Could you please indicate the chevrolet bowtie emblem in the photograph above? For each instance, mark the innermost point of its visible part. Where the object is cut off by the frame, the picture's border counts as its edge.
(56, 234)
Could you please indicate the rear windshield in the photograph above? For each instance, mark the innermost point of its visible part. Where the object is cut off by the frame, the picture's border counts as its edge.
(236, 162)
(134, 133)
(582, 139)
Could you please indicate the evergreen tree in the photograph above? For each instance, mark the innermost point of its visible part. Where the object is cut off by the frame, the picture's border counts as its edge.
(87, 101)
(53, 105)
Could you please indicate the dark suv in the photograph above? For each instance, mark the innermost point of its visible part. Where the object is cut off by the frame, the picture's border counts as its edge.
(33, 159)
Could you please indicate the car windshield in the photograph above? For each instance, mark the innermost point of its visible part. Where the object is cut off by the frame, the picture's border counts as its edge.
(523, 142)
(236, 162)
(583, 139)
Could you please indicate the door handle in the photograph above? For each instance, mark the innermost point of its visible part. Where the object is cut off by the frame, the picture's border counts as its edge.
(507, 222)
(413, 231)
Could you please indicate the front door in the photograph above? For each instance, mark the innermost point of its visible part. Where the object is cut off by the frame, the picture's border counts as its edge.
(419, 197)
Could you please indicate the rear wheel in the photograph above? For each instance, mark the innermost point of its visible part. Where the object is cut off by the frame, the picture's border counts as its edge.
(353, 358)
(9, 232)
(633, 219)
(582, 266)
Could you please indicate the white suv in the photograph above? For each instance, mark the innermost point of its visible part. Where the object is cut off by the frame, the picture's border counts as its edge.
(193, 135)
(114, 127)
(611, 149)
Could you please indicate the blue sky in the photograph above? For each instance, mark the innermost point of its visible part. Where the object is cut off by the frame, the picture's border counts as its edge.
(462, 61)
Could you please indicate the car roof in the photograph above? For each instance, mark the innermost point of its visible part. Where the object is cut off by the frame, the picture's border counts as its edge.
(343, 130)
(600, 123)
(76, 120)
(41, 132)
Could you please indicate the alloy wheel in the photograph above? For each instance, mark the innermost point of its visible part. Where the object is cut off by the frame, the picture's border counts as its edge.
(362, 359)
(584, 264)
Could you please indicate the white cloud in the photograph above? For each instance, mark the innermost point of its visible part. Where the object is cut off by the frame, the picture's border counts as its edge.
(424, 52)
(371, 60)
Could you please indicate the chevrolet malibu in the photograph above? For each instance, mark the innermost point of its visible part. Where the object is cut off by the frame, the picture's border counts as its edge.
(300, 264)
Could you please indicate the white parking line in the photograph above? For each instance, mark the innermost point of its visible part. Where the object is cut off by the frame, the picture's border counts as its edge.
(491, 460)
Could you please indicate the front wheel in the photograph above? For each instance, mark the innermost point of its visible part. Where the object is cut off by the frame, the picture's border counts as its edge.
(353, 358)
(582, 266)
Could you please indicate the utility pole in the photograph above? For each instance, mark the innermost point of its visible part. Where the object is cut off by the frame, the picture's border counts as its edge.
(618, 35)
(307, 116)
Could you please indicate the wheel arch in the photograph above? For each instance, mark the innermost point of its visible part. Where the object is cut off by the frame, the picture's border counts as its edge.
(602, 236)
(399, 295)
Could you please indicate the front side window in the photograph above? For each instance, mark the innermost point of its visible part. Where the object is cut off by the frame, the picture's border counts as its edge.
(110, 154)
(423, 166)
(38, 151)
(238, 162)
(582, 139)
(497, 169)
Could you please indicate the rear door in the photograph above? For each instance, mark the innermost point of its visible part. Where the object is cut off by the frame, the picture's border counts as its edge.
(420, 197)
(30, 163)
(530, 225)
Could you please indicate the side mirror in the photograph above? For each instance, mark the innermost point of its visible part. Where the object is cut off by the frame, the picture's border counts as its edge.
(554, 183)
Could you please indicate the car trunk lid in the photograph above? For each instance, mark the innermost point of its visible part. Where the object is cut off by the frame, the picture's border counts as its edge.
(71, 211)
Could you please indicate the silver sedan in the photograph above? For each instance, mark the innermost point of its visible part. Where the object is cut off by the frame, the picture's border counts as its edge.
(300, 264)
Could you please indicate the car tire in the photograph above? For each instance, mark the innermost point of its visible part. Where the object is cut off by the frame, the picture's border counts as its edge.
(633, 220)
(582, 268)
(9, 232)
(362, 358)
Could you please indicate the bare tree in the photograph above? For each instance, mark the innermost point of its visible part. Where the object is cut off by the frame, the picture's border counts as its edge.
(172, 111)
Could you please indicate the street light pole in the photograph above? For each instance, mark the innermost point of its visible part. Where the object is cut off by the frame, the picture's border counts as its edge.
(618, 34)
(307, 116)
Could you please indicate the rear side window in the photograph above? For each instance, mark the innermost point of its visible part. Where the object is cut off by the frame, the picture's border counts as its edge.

========================================================================

◆ **Prompt**: Each record above needs to be reproduced exactly as written.

◆ **Output**:
Could you please indicate the chevrolet bowtie emblem in the photograph above? For each instance, mark the innermost point of its visible part. Where the object is cut off by the frame, the picture's border counts as its edge.
(56, 234)
Could you please indicate the rear windshield in the photograph above? For each instance, mark the innermost point of its visible part. Where the object is cut off by the frame, the picture's border counts as its edge.
(236, 162)
(134, 133)
(582, 139)
Could you please indicate the evergreen tree in the photograph above? For each instance, mark the innermost point of its visible part. Where the object is cut off by the frame, the picture's border counts as its edge.
(87, 101)
(53, 105)
Could you please indicate the dark suv in the photograph above? For each instance, mark the innermost point of its visible part. Where the object is cut off by the frame, the picture's border counts as its edge.
(33, 159)
Could you please indicate the car windshield in the photograph above? For each instance, mark the innermost point of its visible part. Where the object is cut off by the frame, the picture's border counts as its edge.
(523, 142)
(236, 162)
(583, 139)
Could you please indicate the door handle in the photograph above? For each instance, mark the innermost point of its visible part. Where the object is cut off by the frame, the picture's border counts as its edge.
(507, 222)
(413, 231)
Could you please indicate the front door in the photograph above? For each instance, mark the innermost point of its visible part. Where the object is cut off by the frame, the picture's border counts as its edge.
(419, 197)
Could you please indicate the rear wheel in the photograph above? For each instance, mark the innermost point of its visible part. Where the object is cut off by the frame, the picture's border counts as its edge.
(353, 358)
(9, 232)
(633, 219)
(582, 266)
Could you please indicate the white suv in the photograph above? For each instance, mark the innermost point of its visible part. Where the object is cut off by the frame, the picture's border counts as its edge.
(193, 135)
(114, 127)
(611, 149)
Could you please indicate the blue sky in the photograph above? For each instance, mark the innermost point of its visible part. Where the object is cut off by the frame, the picture's border counts as its edge.
(462, 61)
Could you please indicate the car roof in the photograph above? For each instance, mark the innermost point of its visible part. Where the object is cut off by the frame, the picture's border counts as its edge.
(343, 130)
(600, 123)
(76, 120)
(41, 132)
Could you please indicate the alloy wheel in the photograph above? For each instance, mark the innermost point of its visible part. Where the object is cut off by the frame, the picture's border counts as its edge.
(362, 359)
(584, 264)
Could you please indicate the white cloud in the photograph above? For each instance, mark the innermost point of its visible part. Where the object is cut off by the frame, the picture's border counts as its edge.
(424, 52)
(371, 60)
Could you please indicate the chevrolet malibu in the photograph above? For each instance, mark the innermost point of its visible part. Where the object is cut off by the frame, the picture's border counts as its edge.
(300, 264)
Could you please indicate the white parking line in the photograph above? For each instance, mark the innermost point of its visible part. Where the object is cut off by the frame, the picture's border counts as its edge.
(491, 460)
Could you please indicate the front wheel in the photograph above? For each instance, mark the innermost point of its visible part. Where the object is cut off by the frame, the picture's border counts as its edge.
(353, 358)
(582, 266)
Could you please indicate the utility pole in the photograph above? For each instance, mark the innermost point of its visible part. Where the object is cut off by the frame, the picture's border counts as its edge.
(618, 35)
(307, 116)
Could you please indicate the wheel arch in the photograph above? For each instance, mark the innermost point of its visible part. Where the object is cut off by the frame, the picture's border counts as its edge.
(602, 236)
(399, 295)
Could you please indicate the front side window in the photograph above? For each instance, mark the innermost point of its visible part. Where the object is cut off by the frame, the picture's border counts as its edge.
(110, 154)
(423, 166)
(38, 151)
(238, 162)
(582, 139)
(497, 169)
Could you please indicate the rear door in the photograph above? For each instance, mark the innermost point of its visible part. Where the object is cut off by the frame, the picture's border counts as its edge.
(420, 197)
(30, 163)
(530, 225)
Could you please indicate the side mirror in the photograph above? For each instance, mark the innermost point of its visible part. Where the object is cut off by the frame, the picture's border counts as its edge.
(554, 183)
Could you please indicate the car trunk lid in the photograph above? For each instance, mark the innermost point of its visible part. Where the object is cut off by the frame, the picture's border counts as its edge.
(71, 211)
Could you please indicate the silver sedan in the photograph above? For each instance, mark the innermost point of its visible part. Where the object is cut off by the frame, the picture's border counts as its edge.
(300, 264)
Could you please indicate the car tire in the photograph above? For each instance, mark the innermost point of its visible part. Where the object is cut off by the frame, the picture's border counts as its edge.
(633, 220)
(582, 268)
(9, 232)
(362, 358)
Could you please indicate the bare tree in the photograph above? For each instance, mark the innermost point of its visible part. Where the object is cut off by the frame, the picture's border counts as its edge.
(172, 111)
Could you please indicate the street light pole in the photograph above? For each instance, mark the innermost point of its visible part. Where the object is cut off by the frame, the picture's border counts as its edge.
(618, 34)
(307, 116)
Could you please indicate the rear side window in the photograph above? For each instance, mark the innermost point of its visible part. Where the object is cut off by the frame, the picture's border counts as its edge.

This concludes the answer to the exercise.